**TO DO:** Below are some records. Say how many of their lines contain the string "green", and give nothing but the number.

**DATA TO USE:**
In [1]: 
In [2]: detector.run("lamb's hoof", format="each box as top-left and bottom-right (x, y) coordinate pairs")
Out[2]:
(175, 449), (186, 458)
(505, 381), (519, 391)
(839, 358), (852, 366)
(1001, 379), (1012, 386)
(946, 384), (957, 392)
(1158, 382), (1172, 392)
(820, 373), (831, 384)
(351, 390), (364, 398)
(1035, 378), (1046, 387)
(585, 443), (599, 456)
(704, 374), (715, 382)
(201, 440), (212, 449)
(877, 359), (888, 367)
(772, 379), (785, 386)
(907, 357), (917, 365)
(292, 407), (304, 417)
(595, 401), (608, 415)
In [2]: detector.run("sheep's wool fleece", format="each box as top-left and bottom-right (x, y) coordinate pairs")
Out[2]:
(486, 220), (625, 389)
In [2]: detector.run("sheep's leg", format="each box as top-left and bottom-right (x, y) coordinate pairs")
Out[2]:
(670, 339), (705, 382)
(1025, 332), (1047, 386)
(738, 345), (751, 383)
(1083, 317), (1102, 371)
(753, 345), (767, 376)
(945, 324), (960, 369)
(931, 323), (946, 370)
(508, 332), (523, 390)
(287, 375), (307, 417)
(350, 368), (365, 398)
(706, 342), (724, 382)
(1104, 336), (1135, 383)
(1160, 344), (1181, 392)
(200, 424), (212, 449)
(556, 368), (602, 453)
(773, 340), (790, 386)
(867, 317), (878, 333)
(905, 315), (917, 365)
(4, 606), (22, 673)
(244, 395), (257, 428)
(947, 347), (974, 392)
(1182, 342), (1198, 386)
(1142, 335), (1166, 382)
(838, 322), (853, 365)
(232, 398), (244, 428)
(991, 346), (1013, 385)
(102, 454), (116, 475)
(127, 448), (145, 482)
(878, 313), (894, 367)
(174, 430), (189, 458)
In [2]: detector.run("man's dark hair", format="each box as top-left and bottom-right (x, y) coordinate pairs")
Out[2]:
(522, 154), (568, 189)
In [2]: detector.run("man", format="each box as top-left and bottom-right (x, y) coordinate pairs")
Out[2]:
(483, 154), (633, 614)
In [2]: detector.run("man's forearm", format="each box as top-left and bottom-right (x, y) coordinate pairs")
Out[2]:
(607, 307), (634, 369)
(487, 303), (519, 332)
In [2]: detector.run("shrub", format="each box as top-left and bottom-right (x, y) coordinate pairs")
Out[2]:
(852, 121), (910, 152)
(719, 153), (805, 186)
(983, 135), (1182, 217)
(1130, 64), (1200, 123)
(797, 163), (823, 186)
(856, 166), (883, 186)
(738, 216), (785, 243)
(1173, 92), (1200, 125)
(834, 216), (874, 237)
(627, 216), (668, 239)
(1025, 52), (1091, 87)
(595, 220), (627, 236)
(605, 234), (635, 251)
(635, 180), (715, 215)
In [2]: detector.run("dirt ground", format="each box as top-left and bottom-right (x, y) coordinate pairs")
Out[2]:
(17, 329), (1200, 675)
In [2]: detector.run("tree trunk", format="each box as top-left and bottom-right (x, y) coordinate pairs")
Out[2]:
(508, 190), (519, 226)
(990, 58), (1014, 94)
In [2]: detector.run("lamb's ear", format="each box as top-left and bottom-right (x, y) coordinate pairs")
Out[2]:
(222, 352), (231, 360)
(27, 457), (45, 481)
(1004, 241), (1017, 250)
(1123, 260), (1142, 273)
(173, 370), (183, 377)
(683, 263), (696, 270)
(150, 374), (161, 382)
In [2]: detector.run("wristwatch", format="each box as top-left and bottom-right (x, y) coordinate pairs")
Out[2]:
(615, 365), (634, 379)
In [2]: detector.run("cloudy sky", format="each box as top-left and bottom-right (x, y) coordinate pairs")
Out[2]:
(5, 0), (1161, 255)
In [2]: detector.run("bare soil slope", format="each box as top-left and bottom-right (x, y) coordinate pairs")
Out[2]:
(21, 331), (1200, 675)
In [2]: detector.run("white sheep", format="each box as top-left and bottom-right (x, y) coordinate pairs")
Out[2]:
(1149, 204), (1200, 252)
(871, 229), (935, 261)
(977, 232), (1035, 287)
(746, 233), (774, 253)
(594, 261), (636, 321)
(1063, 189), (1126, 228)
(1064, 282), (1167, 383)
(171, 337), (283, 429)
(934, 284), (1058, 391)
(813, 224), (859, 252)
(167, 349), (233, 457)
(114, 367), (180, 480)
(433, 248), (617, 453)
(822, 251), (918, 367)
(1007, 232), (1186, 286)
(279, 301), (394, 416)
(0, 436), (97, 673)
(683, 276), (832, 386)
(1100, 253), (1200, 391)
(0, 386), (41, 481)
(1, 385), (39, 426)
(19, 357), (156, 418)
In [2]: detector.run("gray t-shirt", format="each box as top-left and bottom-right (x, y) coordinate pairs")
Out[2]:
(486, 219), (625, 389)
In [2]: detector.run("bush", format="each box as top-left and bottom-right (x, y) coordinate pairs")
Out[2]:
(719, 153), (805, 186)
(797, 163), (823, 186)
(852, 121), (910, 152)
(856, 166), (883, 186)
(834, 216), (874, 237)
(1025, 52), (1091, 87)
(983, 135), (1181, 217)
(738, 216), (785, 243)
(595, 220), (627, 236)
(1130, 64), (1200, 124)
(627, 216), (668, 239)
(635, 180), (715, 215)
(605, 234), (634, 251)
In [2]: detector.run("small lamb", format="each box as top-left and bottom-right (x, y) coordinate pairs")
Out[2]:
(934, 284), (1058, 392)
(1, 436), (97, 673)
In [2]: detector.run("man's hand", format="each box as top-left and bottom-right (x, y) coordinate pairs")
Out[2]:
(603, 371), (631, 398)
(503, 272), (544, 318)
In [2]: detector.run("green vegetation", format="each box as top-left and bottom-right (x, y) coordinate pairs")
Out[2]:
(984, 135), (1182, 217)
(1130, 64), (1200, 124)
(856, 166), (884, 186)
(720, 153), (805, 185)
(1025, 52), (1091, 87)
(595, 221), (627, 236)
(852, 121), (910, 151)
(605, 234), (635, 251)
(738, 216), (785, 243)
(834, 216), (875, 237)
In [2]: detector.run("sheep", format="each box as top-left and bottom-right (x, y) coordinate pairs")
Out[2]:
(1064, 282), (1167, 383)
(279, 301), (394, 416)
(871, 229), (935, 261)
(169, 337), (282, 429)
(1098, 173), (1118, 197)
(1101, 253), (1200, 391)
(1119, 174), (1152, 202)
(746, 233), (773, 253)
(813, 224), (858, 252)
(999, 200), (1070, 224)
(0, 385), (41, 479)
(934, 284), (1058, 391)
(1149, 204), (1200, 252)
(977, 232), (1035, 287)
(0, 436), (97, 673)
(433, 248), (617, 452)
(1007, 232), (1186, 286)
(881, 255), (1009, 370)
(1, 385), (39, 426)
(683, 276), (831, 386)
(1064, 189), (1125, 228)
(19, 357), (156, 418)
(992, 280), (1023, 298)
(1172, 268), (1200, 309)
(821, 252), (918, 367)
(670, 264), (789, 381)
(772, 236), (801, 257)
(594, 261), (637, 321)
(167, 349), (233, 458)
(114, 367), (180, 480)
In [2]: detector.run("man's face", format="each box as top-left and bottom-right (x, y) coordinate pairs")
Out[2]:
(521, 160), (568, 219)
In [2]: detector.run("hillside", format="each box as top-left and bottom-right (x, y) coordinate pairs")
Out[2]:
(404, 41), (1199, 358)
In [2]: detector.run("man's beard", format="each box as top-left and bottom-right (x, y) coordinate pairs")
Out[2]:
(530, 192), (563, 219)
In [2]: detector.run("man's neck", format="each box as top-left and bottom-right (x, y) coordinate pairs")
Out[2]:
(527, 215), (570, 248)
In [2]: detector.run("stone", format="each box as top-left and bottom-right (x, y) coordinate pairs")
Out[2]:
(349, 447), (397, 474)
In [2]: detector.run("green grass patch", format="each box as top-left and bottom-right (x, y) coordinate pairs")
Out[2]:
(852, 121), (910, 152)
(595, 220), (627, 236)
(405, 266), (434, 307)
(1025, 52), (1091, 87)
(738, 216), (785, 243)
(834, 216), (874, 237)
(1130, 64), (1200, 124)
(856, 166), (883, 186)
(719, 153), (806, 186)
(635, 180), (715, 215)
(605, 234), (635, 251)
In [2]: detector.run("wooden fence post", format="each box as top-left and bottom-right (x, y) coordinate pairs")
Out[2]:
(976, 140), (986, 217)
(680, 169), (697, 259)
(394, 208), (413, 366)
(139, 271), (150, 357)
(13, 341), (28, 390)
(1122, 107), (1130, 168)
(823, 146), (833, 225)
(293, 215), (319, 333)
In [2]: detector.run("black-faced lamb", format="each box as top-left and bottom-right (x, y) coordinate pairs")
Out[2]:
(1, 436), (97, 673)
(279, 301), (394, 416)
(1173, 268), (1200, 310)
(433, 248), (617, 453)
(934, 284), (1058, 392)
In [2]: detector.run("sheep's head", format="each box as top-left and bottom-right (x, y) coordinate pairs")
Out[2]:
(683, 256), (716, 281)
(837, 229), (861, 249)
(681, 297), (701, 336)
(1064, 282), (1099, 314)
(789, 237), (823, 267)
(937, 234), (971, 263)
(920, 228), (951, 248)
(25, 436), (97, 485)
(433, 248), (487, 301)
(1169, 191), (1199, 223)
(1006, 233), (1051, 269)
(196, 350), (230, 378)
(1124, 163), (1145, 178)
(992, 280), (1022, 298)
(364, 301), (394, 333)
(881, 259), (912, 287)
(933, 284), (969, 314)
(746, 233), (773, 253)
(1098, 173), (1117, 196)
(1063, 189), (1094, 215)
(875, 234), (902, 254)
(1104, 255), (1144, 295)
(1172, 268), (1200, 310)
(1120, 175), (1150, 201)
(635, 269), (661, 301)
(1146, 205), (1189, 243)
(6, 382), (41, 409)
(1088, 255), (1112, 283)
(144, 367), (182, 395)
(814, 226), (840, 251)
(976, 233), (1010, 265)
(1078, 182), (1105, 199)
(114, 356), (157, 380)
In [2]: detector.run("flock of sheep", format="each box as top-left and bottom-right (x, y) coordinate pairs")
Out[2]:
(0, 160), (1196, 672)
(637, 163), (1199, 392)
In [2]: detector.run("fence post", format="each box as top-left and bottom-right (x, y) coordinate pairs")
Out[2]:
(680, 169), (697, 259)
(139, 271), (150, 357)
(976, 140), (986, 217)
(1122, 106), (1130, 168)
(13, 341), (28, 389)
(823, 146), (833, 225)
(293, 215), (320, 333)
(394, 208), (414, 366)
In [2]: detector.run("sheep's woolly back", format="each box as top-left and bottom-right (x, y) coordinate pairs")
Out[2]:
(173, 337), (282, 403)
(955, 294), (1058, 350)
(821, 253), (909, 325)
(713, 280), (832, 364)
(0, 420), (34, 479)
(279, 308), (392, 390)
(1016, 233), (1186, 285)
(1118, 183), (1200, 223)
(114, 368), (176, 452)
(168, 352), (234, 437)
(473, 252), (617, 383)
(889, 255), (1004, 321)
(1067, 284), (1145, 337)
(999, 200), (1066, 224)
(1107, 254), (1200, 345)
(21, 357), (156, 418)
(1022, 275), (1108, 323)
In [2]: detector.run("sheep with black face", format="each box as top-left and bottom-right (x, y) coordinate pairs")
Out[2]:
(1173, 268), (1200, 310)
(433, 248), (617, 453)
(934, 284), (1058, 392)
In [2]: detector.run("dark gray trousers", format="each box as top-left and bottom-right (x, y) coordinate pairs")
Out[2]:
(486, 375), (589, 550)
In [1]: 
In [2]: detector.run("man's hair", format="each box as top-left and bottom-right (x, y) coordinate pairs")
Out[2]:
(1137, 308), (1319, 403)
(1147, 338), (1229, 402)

**EXERCISE ANSWER:** 2